• _Texto de estudio_
Amos 2, 6-10. 13-16; Sal 49, 16bc-17. 18-19. 20-21. 22-23; san Mateo 8, 18-22

“Atención, los que olvidáis a Dios”. Tener memoria histórica es reconocer que lo que somos lo debemos a alguien. Hay una familia, una patria, una cultura, y todo un caudal de positivas influencias que han hecho posible que nos forjemos una personalidad propia. Decir que uno es un autodidacta me parece una solemne tontería. Sólo podemos enseñar lo que hemos aprendido, de la misma manera que sólo podemos amar lo que conocemos. El que se erige como autónomo en absoluto padece una seria enfermedad: la soberbia intelectual. Tener vergüenza de nuestro pasado, como de nuestras raíces, es reconocer nuestra propia frustración. Nuestros deseos sólo pueden descansar en la realidad de lo que somos, no en la utopía de los que otros tienen.

• _Bloque de datos_
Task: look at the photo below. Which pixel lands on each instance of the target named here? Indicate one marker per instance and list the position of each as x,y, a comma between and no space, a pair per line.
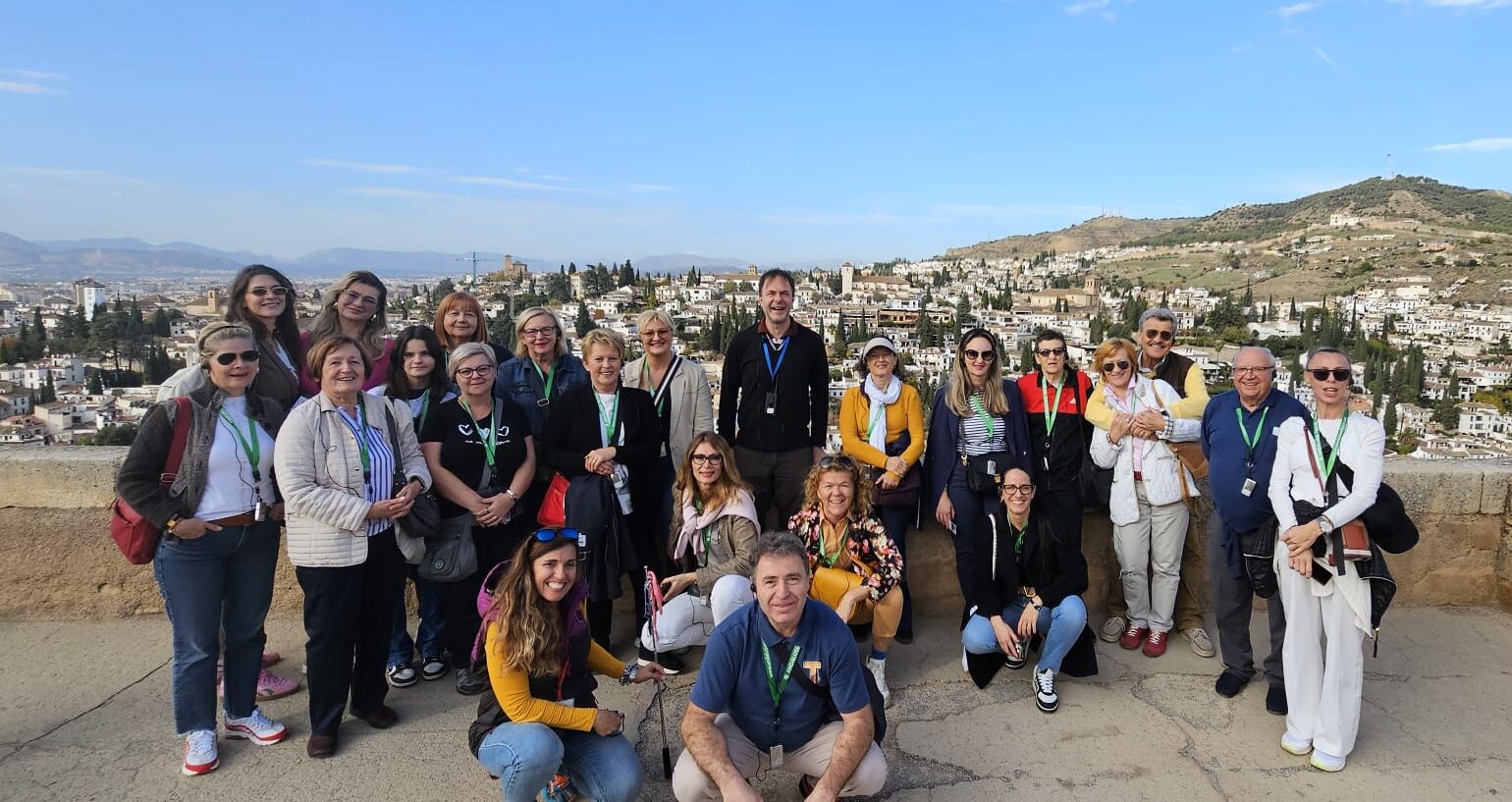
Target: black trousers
348,618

• _Indicaciones a seguir_
Responde estas preguntas sobre el texto de estudio:
(a) ¿Qué pasaje del evangelio de san Mateo se cita en la primera línea?
(b) ¿Qué enfermedad padece el que se erige como autónomo en absoluto?
(c) ¿Qué se reconoce al tener vergüenza de nuestro pasado y de nuestras raíces?
El listado es material aparte y no guarda relación con el texto de estudio.

• _Resultado de tarea_
(a) San Mateo 8, 18-22.
(b) La soberbia intelectual.
(c) Nuestra propia frustración.